> **WHAT NEEDS TO BE DONE**: Below are the records. Restate word for word every line from the one that contains "Where can you see the plywood" through the final line, both included.
··· DATA RECORDS ···
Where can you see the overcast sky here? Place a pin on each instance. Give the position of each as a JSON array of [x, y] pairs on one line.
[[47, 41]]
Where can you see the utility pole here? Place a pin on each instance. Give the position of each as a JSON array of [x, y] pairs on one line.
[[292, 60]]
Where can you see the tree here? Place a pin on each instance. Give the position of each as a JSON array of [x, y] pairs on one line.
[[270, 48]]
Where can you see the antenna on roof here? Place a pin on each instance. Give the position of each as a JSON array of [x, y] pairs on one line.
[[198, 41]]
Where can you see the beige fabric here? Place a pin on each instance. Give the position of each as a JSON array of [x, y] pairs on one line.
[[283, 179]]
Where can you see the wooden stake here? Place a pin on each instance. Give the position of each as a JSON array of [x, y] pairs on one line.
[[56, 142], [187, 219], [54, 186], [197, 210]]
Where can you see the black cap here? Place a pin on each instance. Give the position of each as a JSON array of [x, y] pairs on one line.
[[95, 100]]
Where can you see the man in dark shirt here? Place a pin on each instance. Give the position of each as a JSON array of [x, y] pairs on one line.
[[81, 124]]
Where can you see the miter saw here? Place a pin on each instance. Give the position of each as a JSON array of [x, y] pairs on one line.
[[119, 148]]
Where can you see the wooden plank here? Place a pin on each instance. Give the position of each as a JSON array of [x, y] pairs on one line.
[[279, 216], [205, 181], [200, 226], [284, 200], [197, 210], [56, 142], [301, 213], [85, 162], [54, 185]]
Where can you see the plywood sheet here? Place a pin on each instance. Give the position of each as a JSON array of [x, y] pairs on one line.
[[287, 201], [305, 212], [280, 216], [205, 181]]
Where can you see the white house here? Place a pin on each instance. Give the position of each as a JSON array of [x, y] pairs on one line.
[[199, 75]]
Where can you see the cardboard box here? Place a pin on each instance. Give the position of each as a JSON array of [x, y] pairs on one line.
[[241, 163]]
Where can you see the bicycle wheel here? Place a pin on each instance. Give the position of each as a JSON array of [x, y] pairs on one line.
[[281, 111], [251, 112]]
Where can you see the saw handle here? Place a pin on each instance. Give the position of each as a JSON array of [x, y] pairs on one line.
···
> **ANSWER AREA**:
Where can you see the plywood sheet here? Place a pin on each instance. Give the position of each as a JSON array of [x, y] pairs on one line.
[[287, 201], [305, 212], [280, 216], [205, 181]]
Where can you see the white house here? Place a pin on each instance. Give the position of each as a JSON array of [x, y] pairs on one line.
[[199, 75]]
Where can you see the cardboard box here? Place a pin on each instance. Give the position of each as a JSON array of [x, y] pairs on one line.
[[241, 163]]
Where can you see the bicycle wheel here? Place a pin on each instance. Give the position of each as a JSON array of [x, y] pairs on one line.
[[281, 111], [251, 112]]
Where can you see the saw handle here? Place a pin on each instance. Give the position of each as a JSON array of [x, y] pairs on one line.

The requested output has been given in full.